Aim:
Answer these questions from the wartime cheese pudding text:
1. What time was it by the time the writer got in from work and picked up groceries?
2. What did the youngest child ask to have for dinner instead?
3. What was served alongside the cheese pudding?

----- Text

Wartime Cheese Pudding

By the time I got in from work last night and picked up groceries it was 7 pm. It made me think how challenging it must have been for many women on the home-front during WWII who literally became single parents overnight while their husbands went to war. Many went out to work to keep essential industry rolling, as because of the war, much of the work force had departed. Many still had children at home that needed attending and feeding too in addition.

Among the many things that living on a 1940’s ration diet has taught me is that the 1940’s working housewife really could have done with convenience food… Preparing most main meals, everyday from scratch is incredibly time consuming.

As I arrived home last night immediately my youngest hobbit requested something “QUICK” for dinner. “Mum- can I just have some noodles, they’ll only take a few minutes”… But I remained firm for once and she sat there watching me cook a ‘Wartime Cheese Pudding and Carrot & Potato Mash’… “How long will that take” she demanded…

She watched with interest as I made the cheese pudding and as the smells seeped from the stove she decided she would have-a-bit-of-everything even though she initially wasn’t keen.

Proudly (I am always proud of any new dish I try as long as it doesn’t end up looking like poo!) I served up our frugal 1940s dinner and as she started to gobble down her meal she splurted, “Mum- this is really good, you should make this again sometime!”..

----------
----- Excerpted data

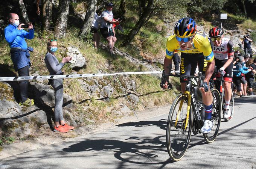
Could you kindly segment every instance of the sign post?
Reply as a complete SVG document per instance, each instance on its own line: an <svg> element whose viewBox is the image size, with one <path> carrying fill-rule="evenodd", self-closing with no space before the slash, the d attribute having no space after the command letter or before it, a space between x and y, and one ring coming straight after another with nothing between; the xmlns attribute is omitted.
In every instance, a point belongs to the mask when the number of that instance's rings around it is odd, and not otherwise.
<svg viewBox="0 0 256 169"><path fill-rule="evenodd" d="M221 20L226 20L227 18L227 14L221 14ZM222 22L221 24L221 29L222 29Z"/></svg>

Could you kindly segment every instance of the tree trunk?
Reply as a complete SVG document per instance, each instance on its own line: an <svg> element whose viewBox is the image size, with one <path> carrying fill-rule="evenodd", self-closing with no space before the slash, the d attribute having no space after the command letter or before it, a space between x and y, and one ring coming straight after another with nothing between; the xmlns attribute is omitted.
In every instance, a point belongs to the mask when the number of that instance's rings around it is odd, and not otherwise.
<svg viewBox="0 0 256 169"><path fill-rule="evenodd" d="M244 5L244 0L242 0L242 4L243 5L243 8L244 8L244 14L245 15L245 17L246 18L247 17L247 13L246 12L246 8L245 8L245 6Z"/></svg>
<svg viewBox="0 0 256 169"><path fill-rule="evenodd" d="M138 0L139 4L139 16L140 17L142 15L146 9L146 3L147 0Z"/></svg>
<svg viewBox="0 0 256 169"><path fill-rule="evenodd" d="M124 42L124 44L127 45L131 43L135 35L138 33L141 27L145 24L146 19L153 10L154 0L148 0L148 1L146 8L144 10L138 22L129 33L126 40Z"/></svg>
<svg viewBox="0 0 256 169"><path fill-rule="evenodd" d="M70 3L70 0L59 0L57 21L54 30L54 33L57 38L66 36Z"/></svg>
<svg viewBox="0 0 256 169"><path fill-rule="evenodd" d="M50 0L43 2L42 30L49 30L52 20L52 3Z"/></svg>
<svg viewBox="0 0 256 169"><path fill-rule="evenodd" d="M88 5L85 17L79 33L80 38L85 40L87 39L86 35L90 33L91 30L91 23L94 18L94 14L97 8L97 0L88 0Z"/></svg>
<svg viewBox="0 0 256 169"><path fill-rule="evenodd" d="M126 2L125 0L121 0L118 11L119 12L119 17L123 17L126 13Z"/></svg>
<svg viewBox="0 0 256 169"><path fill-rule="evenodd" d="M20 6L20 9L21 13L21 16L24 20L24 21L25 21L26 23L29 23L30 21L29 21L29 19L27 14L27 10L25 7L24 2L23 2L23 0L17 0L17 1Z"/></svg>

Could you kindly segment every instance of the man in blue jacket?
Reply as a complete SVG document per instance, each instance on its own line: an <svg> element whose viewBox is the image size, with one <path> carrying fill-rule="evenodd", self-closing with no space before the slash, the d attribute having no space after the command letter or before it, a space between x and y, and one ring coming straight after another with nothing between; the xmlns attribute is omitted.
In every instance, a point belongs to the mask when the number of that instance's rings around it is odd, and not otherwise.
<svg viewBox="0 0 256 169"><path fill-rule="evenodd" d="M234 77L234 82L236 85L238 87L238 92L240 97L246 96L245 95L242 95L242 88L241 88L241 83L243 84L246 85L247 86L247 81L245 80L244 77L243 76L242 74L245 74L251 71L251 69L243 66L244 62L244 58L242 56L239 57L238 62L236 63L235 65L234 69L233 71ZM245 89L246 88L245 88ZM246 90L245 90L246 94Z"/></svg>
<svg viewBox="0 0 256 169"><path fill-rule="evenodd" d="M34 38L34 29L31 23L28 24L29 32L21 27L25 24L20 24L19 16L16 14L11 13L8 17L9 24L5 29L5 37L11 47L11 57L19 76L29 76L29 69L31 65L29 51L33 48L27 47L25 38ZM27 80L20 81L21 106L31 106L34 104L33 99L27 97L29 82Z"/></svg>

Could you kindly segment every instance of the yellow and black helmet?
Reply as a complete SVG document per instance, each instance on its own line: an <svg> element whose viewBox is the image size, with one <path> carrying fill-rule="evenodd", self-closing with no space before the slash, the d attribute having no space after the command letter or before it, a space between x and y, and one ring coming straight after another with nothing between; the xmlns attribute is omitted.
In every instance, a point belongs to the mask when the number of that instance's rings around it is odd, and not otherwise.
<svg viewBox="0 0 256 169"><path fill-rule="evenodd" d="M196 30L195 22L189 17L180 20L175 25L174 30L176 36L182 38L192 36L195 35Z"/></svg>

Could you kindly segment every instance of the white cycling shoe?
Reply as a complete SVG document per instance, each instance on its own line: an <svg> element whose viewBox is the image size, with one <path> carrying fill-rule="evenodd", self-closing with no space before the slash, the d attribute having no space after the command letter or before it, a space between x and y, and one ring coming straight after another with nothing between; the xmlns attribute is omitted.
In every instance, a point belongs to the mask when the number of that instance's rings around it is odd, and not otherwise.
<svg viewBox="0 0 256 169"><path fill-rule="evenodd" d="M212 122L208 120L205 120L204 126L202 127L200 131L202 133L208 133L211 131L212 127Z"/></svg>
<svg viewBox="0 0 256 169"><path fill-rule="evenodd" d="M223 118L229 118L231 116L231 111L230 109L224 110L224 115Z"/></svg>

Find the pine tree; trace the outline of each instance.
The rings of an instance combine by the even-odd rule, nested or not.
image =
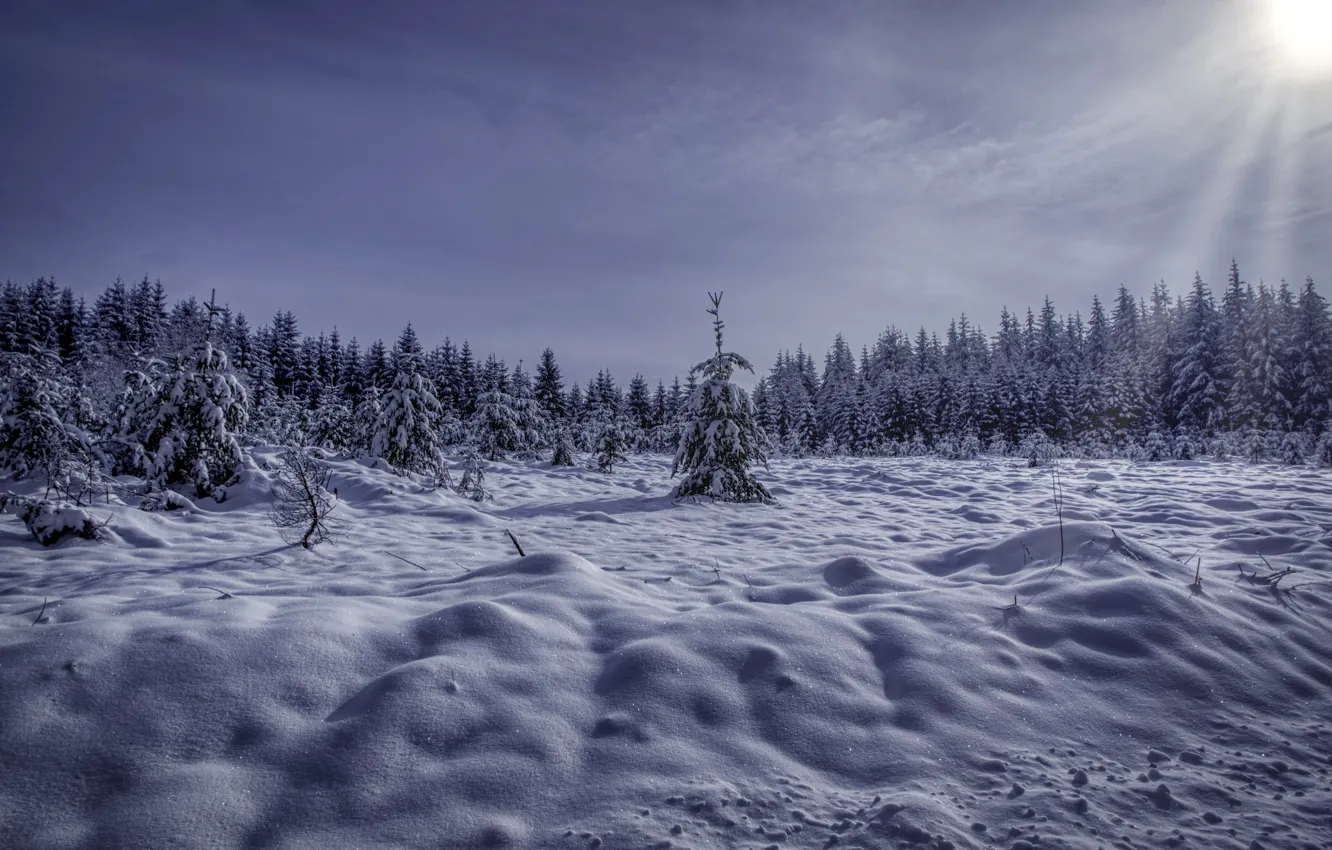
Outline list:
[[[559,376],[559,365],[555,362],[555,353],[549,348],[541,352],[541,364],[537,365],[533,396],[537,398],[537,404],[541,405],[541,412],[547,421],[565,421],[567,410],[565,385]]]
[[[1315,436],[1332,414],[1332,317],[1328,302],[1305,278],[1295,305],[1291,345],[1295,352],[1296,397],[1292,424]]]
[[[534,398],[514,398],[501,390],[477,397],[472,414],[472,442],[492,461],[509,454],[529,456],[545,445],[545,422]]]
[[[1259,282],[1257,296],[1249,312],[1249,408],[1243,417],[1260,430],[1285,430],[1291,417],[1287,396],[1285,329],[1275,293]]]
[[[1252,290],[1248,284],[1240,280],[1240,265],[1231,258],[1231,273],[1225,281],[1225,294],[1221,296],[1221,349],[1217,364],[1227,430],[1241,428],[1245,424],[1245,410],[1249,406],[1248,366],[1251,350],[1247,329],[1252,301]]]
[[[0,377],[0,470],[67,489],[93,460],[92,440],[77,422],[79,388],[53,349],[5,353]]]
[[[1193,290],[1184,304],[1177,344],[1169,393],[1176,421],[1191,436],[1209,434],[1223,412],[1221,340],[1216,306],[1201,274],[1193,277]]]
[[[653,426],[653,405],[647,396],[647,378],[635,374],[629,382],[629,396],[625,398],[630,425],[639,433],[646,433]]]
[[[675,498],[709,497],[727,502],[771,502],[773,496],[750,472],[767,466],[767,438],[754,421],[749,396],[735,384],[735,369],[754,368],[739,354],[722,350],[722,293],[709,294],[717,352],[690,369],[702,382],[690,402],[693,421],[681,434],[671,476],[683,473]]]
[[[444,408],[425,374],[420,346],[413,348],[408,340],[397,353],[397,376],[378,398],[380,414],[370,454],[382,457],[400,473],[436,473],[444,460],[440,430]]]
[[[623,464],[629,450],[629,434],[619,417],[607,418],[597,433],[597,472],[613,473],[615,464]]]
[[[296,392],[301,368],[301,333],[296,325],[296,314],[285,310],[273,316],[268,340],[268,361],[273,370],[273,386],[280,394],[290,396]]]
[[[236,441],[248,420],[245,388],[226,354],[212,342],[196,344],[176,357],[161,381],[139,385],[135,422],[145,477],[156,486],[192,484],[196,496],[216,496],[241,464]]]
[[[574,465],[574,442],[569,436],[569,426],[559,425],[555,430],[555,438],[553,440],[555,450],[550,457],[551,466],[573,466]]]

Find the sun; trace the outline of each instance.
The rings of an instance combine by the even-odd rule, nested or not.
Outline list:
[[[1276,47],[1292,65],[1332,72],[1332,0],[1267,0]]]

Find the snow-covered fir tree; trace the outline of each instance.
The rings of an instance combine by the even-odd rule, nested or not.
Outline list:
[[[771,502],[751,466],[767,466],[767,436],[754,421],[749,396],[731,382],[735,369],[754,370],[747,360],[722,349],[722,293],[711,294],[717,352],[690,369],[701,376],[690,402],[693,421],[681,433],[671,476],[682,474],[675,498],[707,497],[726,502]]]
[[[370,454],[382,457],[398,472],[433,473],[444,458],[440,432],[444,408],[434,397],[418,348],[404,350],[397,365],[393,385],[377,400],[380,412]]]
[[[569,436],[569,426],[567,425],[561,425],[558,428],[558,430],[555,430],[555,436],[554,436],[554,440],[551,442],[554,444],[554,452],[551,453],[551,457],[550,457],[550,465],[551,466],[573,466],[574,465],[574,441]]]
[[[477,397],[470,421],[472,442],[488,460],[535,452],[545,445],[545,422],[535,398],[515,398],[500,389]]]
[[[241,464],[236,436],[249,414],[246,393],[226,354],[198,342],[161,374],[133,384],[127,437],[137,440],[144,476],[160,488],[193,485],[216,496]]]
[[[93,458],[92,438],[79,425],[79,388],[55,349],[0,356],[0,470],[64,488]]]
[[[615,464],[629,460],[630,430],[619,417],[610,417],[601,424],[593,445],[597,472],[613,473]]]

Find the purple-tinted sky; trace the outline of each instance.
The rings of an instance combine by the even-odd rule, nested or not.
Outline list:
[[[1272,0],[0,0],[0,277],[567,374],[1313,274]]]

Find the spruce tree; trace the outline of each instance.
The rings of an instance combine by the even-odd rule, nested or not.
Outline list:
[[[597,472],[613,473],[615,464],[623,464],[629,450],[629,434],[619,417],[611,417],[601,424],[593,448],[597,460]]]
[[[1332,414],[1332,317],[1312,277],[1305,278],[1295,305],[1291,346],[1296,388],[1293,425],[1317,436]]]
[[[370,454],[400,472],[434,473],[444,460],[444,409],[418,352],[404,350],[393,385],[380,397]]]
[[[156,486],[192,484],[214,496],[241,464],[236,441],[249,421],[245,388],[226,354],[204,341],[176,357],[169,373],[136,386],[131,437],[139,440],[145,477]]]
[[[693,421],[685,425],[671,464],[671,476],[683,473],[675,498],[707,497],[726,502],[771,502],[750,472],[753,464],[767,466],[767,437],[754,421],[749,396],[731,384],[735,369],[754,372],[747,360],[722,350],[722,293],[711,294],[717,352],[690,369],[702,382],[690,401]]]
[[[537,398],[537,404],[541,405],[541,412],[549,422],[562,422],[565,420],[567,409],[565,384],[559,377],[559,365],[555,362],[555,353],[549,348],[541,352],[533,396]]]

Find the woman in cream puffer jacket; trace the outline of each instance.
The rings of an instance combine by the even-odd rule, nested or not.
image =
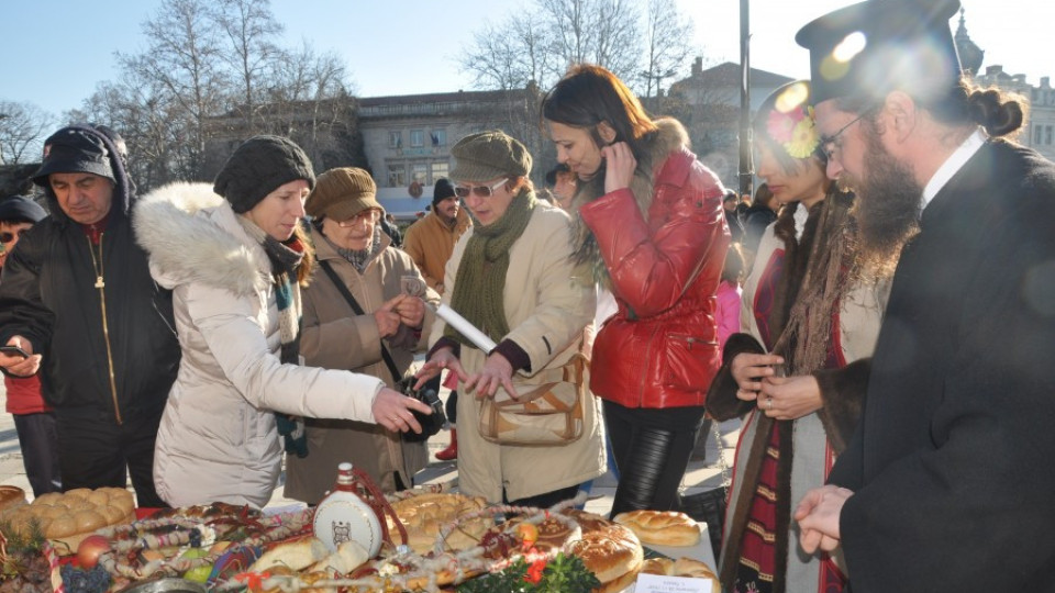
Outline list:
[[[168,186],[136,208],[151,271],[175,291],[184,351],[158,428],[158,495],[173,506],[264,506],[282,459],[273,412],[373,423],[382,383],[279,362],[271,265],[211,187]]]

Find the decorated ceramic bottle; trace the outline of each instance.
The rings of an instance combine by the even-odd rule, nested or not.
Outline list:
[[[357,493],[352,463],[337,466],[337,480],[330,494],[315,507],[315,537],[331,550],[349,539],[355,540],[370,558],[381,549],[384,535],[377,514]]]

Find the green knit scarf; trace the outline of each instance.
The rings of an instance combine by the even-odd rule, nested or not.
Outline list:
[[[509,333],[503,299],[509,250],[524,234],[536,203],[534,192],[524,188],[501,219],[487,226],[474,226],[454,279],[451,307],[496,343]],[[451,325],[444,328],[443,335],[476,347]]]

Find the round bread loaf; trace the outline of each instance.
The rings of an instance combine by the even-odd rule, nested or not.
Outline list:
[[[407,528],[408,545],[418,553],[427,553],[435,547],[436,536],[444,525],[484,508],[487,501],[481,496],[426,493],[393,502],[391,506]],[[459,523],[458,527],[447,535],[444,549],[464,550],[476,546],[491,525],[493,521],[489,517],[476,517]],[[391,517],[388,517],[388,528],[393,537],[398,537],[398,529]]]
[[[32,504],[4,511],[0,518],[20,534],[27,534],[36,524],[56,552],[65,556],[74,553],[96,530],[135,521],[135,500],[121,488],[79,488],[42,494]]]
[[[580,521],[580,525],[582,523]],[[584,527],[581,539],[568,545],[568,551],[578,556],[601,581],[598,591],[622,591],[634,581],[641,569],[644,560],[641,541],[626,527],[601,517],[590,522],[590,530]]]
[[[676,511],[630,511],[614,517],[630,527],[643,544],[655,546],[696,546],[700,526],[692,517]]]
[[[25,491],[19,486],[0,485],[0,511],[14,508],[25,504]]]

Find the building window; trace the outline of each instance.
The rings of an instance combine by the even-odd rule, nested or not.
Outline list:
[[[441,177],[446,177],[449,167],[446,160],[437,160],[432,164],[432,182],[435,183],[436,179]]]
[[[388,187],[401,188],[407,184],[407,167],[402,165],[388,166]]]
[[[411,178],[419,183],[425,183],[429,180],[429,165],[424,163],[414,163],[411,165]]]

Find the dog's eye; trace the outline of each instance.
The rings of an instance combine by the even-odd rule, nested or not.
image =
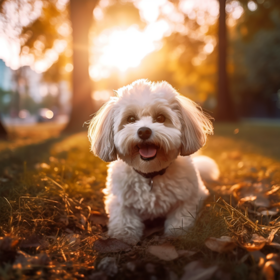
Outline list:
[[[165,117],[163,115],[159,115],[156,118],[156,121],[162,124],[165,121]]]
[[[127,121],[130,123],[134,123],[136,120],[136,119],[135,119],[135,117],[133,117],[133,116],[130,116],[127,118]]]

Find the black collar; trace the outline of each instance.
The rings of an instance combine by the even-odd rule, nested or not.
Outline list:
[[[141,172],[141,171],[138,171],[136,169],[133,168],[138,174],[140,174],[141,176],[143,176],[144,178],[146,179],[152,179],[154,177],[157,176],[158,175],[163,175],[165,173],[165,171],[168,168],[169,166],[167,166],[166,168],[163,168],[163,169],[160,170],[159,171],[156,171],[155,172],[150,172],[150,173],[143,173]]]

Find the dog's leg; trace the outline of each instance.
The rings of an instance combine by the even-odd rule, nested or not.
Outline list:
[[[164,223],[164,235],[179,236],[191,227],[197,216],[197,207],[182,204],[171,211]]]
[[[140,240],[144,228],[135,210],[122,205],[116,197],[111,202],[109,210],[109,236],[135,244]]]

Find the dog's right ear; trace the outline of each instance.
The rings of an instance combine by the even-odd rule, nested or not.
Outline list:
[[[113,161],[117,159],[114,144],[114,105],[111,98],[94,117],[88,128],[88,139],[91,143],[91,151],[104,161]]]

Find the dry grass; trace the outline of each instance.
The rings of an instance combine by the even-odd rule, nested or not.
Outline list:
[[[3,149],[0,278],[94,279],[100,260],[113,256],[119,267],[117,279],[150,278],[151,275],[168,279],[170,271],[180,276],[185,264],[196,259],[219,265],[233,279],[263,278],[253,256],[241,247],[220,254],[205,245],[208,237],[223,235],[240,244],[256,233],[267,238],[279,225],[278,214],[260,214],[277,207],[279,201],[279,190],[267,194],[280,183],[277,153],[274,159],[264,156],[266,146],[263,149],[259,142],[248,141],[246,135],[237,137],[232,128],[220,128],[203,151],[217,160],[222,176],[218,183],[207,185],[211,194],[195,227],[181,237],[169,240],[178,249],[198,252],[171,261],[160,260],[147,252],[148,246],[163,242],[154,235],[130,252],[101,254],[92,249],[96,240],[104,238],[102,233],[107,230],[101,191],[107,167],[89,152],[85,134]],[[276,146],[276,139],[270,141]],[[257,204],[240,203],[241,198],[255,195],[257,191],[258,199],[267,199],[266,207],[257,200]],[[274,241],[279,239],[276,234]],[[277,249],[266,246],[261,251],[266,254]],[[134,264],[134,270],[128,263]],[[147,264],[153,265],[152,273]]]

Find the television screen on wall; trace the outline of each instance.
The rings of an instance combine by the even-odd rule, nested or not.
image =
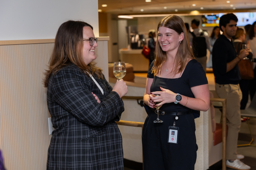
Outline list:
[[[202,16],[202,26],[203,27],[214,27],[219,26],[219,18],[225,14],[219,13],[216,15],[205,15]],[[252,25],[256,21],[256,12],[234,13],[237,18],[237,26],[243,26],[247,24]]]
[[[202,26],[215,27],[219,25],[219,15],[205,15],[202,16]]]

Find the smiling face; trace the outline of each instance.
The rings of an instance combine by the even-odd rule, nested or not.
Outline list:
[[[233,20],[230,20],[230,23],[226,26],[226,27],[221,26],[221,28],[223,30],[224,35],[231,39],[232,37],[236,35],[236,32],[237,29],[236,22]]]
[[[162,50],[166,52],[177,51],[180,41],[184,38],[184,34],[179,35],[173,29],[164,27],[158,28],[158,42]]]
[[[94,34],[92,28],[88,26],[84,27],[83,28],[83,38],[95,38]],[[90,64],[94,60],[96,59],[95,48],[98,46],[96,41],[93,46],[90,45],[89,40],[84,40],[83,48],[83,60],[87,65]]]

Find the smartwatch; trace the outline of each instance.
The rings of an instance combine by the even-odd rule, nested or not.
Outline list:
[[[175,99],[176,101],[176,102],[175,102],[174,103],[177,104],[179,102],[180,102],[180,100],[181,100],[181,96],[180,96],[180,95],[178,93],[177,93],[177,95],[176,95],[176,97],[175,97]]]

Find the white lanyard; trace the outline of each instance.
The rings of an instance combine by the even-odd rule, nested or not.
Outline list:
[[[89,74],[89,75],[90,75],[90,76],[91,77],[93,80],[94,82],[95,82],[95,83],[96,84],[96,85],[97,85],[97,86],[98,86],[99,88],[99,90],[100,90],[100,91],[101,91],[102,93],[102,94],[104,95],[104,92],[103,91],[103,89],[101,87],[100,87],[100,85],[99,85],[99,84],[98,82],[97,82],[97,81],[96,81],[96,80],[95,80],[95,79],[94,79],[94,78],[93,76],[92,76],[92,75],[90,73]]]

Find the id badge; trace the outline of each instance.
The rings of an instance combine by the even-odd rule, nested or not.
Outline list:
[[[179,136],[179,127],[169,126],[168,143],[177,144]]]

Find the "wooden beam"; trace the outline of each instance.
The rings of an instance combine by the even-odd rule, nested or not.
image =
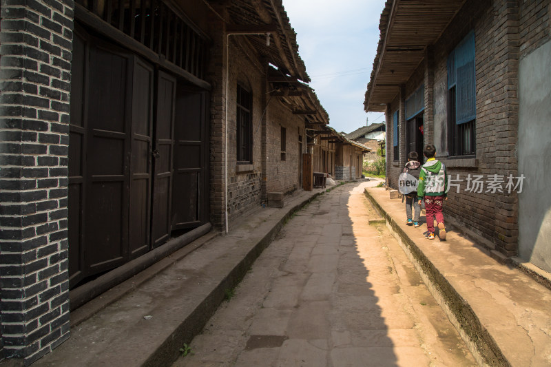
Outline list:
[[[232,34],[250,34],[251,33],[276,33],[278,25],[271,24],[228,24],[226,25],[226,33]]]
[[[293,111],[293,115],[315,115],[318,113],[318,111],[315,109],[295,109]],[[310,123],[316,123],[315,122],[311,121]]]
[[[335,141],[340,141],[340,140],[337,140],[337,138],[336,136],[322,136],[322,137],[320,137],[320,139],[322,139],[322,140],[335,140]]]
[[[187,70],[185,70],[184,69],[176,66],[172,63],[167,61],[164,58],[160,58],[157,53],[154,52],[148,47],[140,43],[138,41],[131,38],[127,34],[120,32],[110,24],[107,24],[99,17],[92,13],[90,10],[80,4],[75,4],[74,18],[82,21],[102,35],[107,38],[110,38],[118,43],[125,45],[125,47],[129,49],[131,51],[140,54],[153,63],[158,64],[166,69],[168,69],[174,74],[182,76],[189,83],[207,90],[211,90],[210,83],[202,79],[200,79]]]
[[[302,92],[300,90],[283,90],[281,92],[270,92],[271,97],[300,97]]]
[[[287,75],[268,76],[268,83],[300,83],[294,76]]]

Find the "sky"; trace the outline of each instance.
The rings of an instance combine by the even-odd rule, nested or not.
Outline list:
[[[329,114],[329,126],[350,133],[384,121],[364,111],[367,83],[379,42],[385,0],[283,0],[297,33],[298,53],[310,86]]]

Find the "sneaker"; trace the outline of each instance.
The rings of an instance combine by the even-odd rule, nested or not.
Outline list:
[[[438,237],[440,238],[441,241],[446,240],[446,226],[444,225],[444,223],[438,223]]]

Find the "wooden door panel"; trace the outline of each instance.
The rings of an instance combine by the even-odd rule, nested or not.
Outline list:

----------

Task response:
1. It was 7 pm.
2. Noodles.
3. Carrot and potato mash.